Retype each of the following lines verbatim, without changing a single character.

※

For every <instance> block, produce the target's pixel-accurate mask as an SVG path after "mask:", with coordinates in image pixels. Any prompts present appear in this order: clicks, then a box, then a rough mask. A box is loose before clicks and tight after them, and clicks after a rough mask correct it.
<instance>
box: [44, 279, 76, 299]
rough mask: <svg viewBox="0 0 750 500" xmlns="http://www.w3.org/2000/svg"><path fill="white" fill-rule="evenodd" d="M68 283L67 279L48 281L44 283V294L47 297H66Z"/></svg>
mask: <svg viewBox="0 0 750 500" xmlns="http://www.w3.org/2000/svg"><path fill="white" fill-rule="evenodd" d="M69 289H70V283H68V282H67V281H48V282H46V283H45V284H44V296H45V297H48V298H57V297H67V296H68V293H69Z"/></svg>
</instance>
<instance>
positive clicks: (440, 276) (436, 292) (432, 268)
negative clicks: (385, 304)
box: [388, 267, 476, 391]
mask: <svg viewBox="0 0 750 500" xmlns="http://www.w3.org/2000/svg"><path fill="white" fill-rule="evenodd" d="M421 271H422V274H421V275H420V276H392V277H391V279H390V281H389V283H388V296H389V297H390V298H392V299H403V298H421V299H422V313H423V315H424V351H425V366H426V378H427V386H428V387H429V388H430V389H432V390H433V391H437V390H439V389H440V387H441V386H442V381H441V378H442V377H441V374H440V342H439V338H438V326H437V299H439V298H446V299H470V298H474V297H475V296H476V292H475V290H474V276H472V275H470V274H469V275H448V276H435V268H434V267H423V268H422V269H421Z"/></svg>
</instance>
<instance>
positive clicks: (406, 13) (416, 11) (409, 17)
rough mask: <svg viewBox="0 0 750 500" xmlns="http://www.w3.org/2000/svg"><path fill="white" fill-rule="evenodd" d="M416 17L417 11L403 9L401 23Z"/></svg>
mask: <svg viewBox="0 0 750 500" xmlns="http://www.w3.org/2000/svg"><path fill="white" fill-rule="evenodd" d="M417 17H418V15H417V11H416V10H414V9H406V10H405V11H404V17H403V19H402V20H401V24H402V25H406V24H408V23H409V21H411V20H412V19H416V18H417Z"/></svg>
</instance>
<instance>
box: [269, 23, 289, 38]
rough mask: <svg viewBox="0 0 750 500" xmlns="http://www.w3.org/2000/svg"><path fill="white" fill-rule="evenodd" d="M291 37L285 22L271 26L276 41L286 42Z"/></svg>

※

RESPONSE TO THE TASK:
For every <instance> block, produce the target's pixel-accurate mask as an SVG path after "mask:", with coordinates in image pixels. Any prompts present appear in this order: clicks, then a box, then a rough mask. A box is loose before clicks and tight after them, and clicks after a rough mask correct it.
<instance>
box: [44, 279, 76, 299]
rough mask: <svg viewBox="0 0 750 500" xmlns="http://www.w3.org/2000/svg"><path fill="white" fill-rule="evenodd" d="M68 283L67 279L48 281L44 283V294L47 297H66Z"/></svg>
mask: <svg viewBox="0 0 750 500" xmlns="http://www.w3.org/2000/svg"><path fill="white" fill-rule="evenodd" d="M69 289H70V283H68V282H67V281H48V282H46V283H45V284H44V296H45V297H48V298H57V297H67V296H68V293H69Z"/></svg>
</instance>
<instance>
positive clicks: (440, 276) (436, 292) (432, 268)
negative clicks: (385, 304)
box: [388, 267, 476, 391]
mask: <svg viewBox="0 0 750 500" xmlns="http://www.w3.org/2000/svg"><path fill="white" fill-rule="evenodd" d="M421 271H422V274H421V275H420V276H392V277H391V279H390V281H389V283H388V296H389V297H390V298H392V299H403V298H421V299H422V313H423V315H424V351H425V366H426V378H427V386H428V387H429V388H430V389H432V390H433V391H437V390H439V389H440V387H441V386H442V381H441V378H442V377H441V374H440V342H439V338H438V326H437V299H439V298H446V299H470V298H474V297H475V296H476V292H475V290H474V276H472V275H470V274H469V275H448V276H435V268H434V267H423V268H422V269H421Z"/></svg>
</instance>
<instance>
positive clicks: (406, 13) (416, 11) (409, 17)
rough mask: <svg viewBox="0 0 750 500" xmlns="http://www.w3.org/2000/svg"><path fill="white" fill-rule="evenodd" d="M416 17L417 11L403 9L401 23Z"/></svg>
mask: <svg viewBox="0 0 750 500" xmlns="http://www.w3.org/2000/svg"><path fill="white" fill-rule="evenodd" d="M417 17H418V15H417V11H416V10H414V9H406V10H405V11H404V17H403V19H402V20H401V24H402V25H406V24H408V23H409V21H411V20H412V19H416V18H417Z"/></svg>
</instance>
<instance>
box: [269, 23, 289, 38]
rough mask: <svg viewBox="0 0 750 500" xmlns="http://www.w3.org/2000/svg"><path fill="white" fill-rule="evenodd" d="M291 37L285 22L271 26L276 41L286 42Z"/></svg>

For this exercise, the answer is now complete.